▶ **Consigne a**:
Répondez à ces questions sur le texte consacré à la Wallonie bas carbone :
(i) De quel pourcentage la Wallonie veut-elle réduire ses émissions de gaz à effet de serre en 2050, et par rapport à quelle année ?
(ii) Qui a réalisé l'étude intitulée « Vers une Wallonie Bas-carbone en 2050 » ?
(iii) Qui a réalisé l'étude intitulée « L'adaptation au changement climatique en Wallonie » ?

▶ **Extrait du document**:
········
Le 01 avril 2012

Vers une Wallonie bas carbone

La Wallonie s’est fixée comme objectif de réduire ses émissions de gaz à effet de serre de 80% en 2050 par rapport à l’année de référence 1990. Une première phase dans cette démarche est une prise de connaissance approfondie de la problématique pour se donner un cadre d’action. La Wallonie l’a fait en commanditant deux études, l’une intitulée : Vers une Wallonie Bas-carbone en 2050, a été réalisée par Climact, un bureau d’étude qui assiste les pouvoirs publics et les entreprises dans leur réduction d’émissions de GES ; l’autre intitulée : L’adaptation au changement climatique en Wallonie, a été réalisée par EcoRes. Ce document Analyse revient sur leurs forces et leurs faiblesses et ce, afin de renforcer les pistes qui seront trouvées pour l’action.
········
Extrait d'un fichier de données
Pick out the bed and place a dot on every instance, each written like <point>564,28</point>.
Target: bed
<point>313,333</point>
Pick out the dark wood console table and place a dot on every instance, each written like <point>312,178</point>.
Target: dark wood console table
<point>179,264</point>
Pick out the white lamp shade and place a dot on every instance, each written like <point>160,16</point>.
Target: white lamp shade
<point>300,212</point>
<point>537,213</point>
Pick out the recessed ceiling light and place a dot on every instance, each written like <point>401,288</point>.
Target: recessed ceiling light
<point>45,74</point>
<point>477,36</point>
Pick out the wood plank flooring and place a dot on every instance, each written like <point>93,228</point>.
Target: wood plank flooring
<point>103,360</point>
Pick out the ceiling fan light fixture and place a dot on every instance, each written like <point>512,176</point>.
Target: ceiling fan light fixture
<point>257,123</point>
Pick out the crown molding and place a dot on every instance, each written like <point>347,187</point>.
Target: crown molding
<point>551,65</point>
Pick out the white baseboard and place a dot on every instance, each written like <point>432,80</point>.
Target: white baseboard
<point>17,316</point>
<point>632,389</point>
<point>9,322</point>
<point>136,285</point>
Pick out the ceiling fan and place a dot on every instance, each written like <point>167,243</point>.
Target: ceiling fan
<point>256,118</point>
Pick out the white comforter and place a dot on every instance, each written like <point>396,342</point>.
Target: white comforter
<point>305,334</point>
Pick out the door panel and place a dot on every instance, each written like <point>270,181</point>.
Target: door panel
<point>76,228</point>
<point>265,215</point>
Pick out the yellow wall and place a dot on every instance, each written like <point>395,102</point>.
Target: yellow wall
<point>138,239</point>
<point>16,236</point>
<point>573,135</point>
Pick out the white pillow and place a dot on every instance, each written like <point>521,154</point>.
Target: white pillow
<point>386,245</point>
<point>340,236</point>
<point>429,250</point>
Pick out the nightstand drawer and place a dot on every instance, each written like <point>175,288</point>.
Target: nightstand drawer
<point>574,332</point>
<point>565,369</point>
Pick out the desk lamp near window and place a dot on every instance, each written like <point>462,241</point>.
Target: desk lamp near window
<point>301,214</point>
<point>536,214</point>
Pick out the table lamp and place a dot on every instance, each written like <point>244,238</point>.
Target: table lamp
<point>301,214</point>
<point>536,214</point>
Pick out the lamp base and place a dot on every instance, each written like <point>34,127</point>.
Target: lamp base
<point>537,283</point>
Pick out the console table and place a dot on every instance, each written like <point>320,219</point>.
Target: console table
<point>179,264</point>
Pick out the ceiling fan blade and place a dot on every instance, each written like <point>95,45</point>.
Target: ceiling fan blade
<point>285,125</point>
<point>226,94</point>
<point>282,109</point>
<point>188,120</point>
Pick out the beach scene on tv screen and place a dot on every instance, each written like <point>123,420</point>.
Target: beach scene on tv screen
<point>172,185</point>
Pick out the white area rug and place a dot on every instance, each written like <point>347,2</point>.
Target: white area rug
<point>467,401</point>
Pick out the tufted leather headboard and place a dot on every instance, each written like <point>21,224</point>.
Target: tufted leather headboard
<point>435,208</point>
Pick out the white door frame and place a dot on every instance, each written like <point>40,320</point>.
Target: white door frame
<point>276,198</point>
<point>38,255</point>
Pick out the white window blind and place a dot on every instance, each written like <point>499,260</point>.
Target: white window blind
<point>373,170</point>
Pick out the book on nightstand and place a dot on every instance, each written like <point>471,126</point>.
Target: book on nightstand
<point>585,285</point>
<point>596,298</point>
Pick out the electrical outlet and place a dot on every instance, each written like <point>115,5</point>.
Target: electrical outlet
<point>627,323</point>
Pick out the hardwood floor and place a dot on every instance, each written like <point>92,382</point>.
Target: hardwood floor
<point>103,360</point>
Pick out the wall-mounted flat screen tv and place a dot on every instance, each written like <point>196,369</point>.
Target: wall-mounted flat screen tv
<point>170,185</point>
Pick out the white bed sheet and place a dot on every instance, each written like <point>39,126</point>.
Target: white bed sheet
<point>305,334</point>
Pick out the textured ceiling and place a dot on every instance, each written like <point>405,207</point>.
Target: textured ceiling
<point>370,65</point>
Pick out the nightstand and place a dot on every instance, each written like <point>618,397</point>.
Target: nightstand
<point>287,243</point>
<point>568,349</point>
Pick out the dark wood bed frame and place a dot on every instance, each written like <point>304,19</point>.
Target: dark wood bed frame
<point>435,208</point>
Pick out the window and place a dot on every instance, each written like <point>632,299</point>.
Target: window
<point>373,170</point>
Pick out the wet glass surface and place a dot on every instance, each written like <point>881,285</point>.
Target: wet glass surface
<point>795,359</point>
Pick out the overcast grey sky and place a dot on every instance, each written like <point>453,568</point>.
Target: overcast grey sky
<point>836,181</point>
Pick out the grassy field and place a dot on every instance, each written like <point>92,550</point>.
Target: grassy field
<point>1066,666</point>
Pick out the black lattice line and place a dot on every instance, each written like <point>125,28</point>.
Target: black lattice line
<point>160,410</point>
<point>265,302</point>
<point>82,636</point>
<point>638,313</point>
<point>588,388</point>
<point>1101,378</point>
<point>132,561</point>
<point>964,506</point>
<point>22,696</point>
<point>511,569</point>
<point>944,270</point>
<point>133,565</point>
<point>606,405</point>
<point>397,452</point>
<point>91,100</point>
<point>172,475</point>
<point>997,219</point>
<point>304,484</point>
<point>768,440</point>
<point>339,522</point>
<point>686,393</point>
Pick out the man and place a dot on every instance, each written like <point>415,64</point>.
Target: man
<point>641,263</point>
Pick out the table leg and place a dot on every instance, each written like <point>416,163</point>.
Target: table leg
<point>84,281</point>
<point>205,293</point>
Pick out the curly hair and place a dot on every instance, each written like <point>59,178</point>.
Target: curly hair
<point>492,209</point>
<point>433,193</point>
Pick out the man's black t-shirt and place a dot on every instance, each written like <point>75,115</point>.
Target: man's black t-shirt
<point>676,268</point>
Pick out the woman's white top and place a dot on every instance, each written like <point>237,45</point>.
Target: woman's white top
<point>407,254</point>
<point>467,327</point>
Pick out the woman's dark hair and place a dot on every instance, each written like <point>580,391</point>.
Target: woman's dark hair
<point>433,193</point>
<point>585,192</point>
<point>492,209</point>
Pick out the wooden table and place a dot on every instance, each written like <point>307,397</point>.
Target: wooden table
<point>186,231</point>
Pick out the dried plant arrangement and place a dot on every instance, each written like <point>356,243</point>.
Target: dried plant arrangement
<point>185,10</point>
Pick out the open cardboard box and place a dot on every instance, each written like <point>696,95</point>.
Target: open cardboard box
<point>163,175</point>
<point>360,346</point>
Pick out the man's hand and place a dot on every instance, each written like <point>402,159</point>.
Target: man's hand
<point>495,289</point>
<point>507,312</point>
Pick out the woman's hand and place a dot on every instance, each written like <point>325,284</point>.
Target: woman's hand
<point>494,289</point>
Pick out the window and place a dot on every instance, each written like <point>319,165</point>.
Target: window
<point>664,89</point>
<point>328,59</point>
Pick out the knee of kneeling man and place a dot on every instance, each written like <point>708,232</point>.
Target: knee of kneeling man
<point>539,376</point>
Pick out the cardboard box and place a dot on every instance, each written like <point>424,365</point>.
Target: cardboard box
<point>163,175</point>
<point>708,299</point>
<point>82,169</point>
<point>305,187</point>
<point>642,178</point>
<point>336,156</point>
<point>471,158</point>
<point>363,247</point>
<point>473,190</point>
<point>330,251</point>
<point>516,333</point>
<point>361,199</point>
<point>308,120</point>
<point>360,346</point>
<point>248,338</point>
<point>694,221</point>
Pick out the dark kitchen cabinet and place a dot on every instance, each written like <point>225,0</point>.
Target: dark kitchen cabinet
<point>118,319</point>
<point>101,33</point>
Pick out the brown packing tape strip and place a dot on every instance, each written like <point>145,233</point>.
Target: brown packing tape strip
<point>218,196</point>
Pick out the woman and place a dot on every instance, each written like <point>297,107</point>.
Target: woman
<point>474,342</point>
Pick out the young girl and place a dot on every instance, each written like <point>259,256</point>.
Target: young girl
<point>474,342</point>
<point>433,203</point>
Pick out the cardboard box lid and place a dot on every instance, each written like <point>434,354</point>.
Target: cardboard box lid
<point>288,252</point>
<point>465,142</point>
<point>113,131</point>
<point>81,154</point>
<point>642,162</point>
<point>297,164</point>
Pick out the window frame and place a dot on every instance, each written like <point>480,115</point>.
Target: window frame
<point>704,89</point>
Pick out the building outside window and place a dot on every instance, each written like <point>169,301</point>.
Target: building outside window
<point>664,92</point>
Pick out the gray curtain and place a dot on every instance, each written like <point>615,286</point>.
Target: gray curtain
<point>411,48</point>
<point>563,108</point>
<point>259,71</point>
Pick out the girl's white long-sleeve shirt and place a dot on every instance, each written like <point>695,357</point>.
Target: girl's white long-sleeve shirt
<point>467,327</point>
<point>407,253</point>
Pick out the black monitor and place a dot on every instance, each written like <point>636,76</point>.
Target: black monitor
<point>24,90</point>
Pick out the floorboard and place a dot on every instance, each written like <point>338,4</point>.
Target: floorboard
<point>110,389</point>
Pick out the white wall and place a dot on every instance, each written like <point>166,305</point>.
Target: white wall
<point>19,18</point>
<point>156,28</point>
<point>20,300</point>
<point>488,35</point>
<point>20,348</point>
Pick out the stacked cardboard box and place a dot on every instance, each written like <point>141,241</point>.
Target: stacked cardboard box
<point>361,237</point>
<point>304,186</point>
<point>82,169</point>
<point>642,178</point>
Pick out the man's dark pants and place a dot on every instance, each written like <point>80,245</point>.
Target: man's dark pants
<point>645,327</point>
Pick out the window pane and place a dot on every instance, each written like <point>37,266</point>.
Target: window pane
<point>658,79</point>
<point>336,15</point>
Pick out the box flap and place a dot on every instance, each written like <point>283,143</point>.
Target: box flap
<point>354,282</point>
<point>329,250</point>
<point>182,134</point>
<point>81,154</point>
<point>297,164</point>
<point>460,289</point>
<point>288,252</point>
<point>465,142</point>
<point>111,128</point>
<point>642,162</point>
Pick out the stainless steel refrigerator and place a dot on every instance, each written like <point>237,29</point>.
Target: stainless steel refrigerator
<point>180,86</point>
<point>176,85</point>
········
▶ **Consigne b**: Reproduisez sans modification les lignes de données, de la toute première jusqu'à celle qui contient « <point>477,36</point> », cette dernière comprise.

▶ **Réponse a**:
(i) 80 %, par rapport à l'année de référence 1990.
(ii) Climact.
(iii) EcoRes.

▶ **Réponse b**:
Pick out the bed and place a dot on every instance, each written like <point>564,28</point>.
Target: bed
<point>313,333</point>
Pick out the dark wood console table and place a dot on every instance, each written like <point>312,178</point>.
Target: dark wood console table
<point>179,264</point>
Pick out the white lamp shade and place a dot on every instance, each written like <point>160,16</point>.
Target: white lamp shade
<point>300,212</point>
<point>537,213</point>
Pick out the recessed ceiling light and place a dot on every instance, each written like <point>401,288</point>.
Target: recessed ceiling light
<point>45,74</point>
<point>477,36</point>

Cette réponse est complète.